#### Exercise instructions
1. In the court opinion, which trial court did the appeal come from?
2. Pick up the court opinion right after its last sentence and write the next part.

COURT OF APPEALS OF VIRGINIA

Present: Judges Frank, McClanahan and Petty Argued at Salem, Virginia

DAVID LYNN HALL, JR. MEMORANDUM OPINION * BY v. Record No. 2902-07-3 JUDGE WILLIAM G. PETTY FEBRUARY 17, 2009 COMMONWEALTH OF VIRGINIA

FROM THE CIRCUIT COURT OF AUGUSTA COUNTY Thomas H. Wood, Judge

Daphne S. Lincoln, Assistant Public Defender (Office of the Public Defender, on briefs), for appellant.

Rosemary V. Bourne, Assistant Attorney General (Robert F. McDonnell, Attorney General, on brief), for appellee.

Following a bench trial, David Lynn Hall, Jr. was convicted of carnal knowledge of a

child between thirteen and fifteen years of age in violation of Code § 18.2-63. Hall argues on

appeal that proof that he was over eighteen years of age is an essential element of that offense

and, further, that the Commonwealth failed to prove that element. Hall also argues that his

conviction is void because the trial court lacked subject matter jurisdiction. We hold that the

evidence was sufficient to establish that Hall was over the age of eighteen and that the trial court

had subject matter jurisdiction. Accordingly, we affirm his conviction.

Because the parties are fully conversant with the record in this case and this

memorandum opinion carries no precedential value, we recite only those facts and incidents of

the proceedings as are necessary to the parties’ understanding of the disposition of this appeal.

On appeal, we view those facts and incidents “in the light most favorable to the Commonwealth,

* Pursuant to Code § 17.1-413, this opinion is not designated for publication. the party prevailing below, giving it all reasonable inferences fairly deducible from the

evidence.” Bowling v. Commonwealth, 51 Va. App. 102, 104, 654 S.E.2d 354, 355 (2007)

(citing Ragland v. Commonwealth, 16 Va. App. 913, 915, 434 S.E.2d 675, 676-77 (1993)).

On December 16, 2006, T.J.C., a fourteen-year-old child, attended a birthday party for

Hall. At the party, sometime around 1:00 to 2:00 a.m., Hall had sexual intercourse with T.J.C.

T.J.C. testified that Hall did not use force. The Commonwealth indicted Hall for a violation of

Code § 18.2-63, and the trial court found him guilty. It is from this judgment that Hall appeals.

#### Records provided
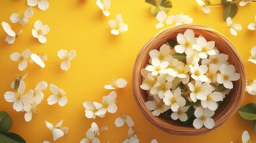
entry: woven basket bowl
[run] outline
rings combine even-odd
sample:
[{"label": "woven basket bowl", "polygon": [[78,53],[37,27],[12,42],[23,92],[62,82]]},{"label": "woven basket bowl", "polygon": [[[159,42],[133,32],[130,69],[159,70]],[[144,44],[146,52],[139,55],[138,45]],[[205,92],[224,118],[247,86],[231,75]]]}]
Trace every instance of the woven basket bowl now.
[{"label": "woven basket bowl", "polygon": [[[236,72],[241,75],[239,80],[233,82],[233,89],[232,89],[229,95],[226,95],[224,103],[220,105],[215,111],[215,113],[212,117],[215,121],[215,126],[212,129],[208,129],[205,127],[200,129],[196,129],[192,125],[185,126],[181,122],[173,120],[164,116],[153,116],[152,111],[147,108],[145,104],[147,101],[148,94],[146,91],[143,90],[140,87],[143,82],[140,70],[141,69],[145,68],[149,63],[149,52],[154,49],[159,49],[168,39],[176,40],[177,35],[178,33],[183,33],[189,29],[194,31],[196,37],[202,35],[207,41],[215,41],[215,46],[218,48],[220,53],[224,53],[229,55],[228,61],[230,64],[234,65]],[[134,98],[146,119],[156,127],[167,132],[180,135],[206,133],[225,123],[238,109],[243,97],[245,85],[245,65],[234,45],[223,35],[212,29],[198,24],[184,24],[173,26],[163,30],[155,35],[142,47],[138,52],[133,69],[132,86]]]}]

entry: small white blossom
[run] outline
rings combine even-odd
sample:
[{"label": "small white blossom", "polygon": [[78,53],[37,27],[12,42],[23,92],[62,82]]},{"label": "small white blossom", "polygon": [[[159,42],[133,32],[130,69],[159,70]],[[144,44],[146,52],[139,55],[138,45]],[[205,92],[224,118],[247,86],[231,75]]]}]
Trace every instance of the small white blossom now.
* * *
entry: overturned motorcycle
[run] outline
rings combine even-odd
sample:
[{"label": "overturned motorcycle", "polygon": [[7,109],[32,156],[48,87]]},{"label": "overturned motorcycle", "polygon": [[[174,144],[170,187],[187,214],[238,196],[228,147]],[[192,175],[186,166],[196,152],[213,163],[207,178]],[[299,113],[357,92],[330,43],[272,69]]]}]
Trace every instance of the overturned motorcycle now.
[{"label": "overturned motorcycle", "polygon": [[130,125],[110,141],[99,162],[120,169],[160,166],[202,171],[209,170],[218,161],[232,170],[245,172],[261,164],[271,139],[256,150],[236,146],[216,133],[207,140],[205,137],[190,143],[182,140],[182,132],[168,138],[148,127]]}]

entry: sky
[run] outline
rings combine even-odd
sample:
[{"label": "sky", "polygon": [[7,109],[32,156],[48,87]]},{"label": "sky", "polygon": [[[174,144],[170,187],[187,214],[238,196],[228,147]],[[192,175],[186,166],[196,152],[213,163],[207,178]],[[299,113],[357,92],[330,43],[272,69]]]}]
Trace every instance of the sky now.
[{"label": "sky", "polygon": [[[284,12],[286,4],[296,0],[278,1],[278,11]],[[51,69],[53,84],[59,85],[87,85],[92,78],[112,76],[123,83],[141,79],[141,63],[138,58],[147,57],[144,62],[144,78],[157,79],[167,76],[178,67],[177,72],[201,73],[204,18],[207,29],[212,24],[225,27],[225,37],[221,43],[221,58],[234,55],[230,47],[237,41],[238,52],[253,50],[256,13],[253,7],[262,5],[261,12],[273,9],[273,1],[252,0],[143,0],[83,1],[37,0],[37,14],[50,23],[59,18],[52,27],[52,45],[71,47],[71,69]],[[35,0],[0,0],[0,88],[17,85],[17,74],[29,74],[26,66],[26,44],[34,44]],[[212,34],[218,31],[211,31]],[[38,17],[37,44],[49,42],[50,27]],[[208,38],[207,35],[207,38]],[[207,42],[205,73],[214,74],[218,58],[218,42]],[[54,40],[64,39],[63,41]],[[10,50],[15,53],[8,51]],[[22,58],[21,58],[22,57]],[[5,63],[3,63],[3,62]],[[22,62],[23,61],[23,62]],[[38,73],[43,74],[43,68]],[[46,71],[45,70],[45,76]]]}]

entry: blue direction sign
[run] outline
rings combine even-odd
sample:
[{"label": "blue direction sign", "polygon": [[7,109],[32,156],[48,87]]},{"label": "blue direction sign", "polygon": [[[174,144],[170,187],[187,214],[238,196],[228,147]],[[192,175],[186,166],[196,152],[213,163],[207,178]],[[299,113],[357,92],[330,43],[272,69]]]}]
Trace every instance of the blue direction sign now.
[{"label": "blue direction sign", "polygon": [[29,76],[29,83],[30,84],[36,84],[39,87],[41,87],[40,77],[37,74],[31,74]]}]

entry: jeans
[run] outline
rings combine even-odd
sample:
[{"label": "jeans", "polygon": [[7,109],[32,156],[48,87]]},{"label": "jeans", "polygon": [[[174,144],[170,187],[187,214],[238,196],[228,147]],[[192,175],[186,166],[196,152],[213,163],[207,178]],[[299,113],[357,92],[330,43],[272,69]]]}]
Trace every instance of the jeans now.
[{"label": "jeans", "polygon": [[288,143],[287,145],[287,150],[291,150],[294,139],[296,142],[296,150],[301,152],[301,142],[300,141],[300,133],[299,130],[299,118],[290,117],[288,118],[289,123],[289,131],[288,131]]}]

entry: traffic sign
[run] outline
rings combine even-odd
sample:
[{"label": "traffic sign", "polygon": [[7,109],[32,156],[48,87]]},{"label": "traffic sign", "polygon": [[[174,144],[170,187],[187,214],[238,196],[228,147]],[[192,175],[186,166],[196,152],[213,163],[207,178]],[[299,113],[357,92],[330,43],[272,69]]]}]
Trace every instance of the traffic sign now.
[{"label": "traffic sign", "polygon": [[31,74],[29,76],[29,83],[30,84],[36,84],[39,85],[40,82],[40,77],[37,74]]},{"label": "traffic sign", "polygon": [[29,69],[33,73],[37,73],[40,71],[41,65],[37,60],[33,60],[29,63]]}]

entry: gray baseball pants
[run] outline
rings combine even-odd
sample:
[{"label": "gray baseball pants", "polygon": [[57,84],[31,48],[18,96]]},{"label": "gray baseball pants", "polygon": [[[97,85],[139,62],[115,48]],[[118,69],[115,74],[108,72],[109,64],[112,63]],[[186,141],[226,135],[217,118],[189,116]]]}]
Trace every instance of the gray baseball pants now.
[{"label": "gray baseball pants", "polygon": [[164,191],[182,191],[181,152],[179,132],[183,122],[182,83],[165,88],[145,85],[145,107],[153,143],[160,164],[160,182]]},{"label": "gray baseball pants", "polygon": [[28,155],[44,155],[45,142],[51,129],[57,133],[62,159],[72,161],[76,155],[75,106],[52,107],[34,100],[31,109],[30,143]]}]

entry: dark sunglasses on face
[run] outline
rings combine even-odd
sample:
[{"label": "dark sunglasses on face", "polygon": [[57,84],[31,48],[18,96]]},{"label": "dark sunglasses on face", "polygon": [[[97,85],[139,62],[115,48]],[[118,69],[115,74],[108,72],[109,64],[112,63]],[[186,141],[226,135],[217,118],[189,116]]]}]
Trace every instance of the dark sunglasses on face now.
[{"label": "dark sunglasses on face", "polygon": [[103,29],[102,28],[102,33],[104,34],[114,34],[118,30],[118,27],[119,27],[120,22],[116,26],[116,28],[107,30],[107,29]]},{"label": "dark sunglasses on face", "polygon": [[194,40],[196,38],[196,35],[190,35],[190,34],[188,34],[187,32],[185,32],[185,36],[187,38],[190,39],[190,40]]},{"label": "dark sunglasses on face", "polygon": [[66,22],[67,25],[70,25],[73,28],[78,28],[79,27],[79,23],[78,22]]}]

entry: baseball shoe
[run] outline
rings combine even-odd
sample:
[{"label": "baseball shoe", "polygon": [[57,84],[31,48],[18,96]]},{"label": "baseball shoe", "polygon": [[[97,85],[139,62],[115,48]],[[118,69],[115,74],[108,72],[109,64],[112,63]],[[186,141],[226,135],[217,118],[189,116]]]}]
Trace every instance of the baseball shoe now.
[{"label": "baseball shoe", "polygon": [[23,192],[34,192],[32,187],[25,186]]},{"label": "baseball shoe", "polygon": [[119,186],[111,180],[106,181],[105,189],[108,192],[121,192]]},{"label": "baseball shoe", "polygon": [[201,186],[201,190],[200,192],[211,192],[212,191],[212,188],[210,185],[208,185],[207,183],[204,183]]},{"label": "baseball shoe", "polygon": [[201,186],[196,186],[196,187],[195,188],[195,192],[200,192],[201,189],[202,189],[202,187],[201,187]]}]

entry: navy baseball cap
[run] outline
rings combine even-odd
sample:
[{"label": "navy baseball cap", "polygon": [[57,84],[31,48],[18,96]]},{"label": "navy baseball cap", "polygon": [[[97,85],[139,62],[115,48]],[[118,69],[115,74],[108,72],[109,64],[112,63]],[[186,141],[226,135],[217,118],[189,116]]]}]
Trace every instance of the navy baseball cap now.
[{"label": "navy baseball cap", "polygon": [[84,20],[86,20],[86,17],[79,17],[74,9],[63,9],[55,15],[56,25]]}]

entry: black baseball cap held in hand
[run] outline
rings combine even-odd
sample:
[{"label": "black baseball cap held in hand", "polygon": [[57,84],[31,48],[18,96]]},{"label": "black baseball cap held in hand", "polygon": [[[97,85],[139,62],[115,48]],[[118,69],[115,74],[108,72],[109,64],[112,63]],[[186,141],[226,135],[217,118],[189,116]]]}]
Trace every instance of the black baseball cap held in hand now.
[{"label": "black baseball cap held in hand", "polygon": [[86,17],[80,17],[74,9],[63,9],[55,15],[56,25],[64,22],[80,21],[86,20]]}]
---
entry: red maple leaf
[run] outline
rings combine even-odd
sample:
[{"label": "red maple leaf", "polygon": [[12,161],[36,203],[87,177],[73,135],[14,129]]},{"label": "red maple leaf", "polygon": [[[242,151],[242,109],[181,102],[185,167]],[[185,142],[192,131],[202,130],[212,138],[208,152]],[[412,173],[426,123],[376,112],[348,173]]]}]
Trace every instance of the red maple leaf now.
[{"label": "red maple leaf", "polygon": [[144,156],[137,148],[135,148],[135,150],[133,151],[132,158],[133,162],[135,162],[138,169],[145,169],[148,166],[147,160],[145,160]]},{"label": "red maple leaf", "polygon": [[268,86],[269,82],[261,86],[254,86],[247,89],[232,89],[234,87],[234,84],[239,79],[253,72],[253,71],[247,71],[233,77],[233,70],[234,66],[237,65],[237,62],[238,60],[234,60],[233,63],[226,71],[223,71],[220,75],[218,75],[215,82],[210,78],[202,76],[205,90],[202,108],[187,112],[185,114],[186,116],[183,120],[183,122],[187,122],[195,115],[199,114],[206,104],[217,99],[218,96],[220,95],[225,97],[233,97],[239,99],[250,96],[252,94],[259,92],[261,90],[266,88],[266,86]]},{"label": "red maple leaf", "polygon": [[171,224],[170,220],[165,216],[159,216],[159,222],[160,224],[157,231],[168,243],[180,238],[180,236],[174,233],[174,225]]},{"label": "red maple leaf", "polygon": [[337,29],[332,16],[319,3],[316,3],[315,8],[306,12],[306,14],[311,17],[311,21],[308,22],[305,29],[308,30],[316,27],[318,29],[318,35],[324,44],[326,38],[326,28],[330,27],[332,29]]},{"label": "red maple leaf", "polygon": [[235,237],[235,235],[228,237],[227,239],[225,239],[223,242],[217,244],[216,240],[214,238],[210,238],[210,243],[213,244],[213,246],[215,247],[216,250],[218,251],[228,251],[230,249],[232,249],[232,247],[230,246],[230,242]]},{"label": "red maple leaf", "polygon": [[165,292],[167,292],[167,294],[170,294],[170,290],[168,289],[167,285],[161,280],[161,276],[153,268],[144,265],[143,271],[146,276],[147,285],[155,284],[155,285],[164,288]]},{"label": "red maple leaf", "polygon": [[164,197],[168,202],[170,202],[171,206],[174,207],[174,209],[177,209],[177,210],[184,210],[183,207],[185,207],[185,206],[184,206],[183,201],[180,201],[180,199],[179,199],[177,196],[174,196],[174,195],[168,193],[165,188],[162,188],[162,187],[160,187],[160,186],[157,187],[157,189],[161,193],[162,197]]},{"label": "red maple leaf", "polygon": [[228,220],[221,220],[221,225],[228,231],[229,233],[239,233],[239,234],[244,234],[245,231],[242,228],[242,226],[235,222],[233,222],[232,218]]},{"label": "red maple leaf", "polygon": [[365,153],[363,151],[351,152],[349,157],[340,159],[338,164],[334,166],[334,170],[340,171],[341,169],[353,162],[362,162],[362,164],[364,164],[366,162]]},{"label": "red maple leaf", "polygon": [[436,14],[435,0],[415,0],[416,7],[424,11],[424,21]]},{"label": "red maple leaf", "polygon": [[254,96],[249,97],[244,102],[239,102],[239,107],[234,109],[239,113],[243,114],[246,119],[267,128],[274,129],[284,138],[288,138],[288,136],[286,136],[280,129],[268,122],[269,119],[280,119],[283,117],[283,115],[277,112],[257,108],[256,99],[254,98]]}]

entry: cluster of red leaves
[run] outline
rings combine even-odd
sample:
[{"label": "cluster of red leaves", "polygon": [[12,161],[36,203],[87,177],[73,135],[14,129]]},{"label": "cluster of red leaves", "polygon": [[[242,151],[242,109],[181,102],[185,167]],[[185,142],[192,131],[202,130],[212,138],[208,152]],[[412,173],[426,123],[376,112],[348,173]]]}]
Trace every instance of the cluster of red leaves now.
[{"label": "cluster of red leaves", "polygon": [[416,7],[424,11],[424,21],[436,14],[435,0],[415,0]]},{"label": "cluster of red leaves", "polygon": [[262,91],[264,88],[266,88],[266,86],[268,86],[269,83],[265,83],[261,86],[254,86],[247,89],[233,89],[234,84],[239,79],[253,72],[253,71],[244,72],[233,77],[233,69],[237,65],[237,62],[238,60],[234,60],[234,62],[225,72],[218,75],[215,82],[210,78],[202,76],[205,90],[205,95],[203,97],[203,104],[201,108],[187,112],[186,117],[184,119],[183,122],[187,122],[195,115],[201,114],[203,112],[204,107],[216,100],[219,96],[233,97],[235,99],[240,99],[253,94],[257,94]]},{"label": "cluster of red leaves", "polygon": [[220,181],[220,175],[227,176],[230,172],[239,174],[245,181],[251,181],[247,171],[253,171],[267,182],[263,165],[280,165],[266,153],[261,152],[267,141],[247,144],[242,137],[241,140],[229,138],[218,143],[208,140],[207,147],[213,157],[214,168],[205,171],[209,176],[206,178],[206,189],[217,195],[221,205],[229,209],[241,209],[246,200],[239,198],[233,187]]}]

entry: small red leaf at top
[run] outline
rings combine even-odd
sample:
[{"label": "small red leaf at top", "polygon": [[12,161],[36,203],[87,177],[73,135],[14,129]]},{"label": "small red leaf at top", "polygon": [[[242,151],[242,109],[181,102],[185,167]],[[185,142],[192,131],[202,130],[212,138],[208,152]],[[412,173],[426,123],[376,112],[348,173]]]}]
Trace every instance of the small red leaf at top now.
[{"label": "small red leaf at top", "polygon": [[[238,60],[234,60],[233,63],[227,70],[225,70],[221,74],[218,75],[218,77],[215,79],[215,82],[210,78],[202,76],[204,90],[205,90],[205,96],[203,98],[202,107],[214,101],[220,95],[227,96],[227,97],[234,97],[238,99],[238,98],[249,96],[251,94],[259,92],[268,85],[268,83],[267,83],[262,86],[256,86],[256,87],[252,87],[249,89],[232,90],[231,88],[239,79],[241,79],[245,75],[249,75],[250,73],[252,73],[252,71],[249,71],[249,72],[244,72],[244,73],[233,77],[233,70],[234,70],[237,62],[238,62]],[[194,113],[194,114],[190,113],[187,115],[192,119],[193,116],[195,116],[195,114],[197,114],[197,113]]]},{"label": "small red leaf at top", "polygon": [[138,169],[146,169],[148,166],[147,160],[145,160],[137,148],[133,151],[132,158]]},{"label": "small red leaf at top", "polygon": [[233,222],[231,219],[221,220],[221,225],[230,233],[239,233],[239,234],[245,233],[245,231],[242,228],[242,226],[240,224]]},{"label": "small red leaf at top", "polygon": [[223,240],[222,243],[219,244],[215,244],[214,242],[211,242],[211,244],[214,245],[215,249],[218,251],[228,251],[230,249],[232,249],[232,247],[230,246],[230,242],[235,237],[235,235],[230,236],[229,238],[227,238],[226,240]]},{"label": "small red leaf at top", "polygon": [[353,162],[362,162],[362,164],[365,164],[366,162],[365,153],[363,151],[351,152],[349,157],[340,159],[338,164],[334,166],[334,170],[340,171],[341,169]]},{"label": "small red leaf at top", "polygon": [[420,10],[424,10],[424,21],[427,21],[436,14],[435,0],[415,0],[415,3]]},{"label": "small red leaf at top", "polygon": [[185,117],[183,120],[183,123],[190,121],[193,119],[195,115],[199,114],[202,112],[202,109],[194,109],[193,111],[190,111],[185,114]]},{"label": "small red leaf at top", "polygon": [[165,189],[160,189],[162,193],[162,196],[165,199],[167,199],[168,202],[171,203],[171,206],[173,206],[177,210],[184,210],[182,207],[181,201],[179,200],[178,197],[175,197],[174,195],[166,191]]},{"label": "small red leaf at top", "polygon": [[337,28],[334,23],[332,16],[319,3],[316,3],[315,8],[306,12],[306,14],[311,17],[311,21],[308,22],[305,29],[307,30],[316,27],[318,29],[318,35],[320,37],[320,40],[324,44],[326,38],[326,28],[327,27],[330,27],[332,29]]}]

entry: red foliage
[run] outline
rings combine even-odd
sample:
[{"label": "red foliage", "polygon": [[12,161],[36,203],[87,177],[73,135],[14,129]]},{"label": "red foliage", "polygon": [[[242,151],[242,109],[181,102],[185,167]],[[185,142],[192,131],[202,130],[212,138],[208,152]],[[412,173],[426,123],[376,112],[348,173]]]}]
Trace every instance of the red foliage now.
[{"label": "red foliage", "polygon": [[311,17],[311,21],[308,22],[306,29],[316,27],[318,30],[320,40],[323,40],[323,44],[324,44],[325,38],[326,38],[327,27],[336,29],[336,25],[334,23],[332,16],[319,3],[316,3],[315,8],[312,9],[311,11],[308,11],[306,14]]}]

#### The results
1. The Circuit Court of Augusta County.

2.
I. ANALYSIS

A. Subject Matter Jurisdiction

Hall argues for the first time on appeal that because the Commonwealth failed to prove

beyond a reasonable doubt that he was over eighteen, the Circuit Court of Augusta County

lacked subject matter jurisdiction over the case and, therefore, the judgment is void. Hall did not

include this issue in his question presented as required by Rule 5A:12(c). Typically, we will not

consider questions not properly presented on brief. Rule 5A:12(c); see also Moore v.

Commonwealth, 276 Va. 747, 753-55, 668 S.E.2d 150, 153-54 (2008). Nonetheless, because

subject matter jurisdiction can be raised at any time by either party or sua sponte by the Court,

Porter v. Commonwealth, 276 Va. 203, 225, 661 S.E.2d 415, 425 (2008), we will consider

whether the trial court had subject matter jurisdiction over Hall.

“Jurisdiction of the subject matter can only be acquired by virtue of the Constitution or of some statute. Neither the consent of the parties, nor waiver, nor acquiescence can confer it. Nor can the right to object for want of it be lost by acquiescence, neglect, estoppel or in any other manner.”

Winston v. Commonwealth, 26 Va. App. 746, 752, 497 S.E.2d 141, 144 (1998) (quoting

Humphreys v. Commonwealth, 186 Va. 765, 772-73, 43 S.E.2d 890, 894 (1947)).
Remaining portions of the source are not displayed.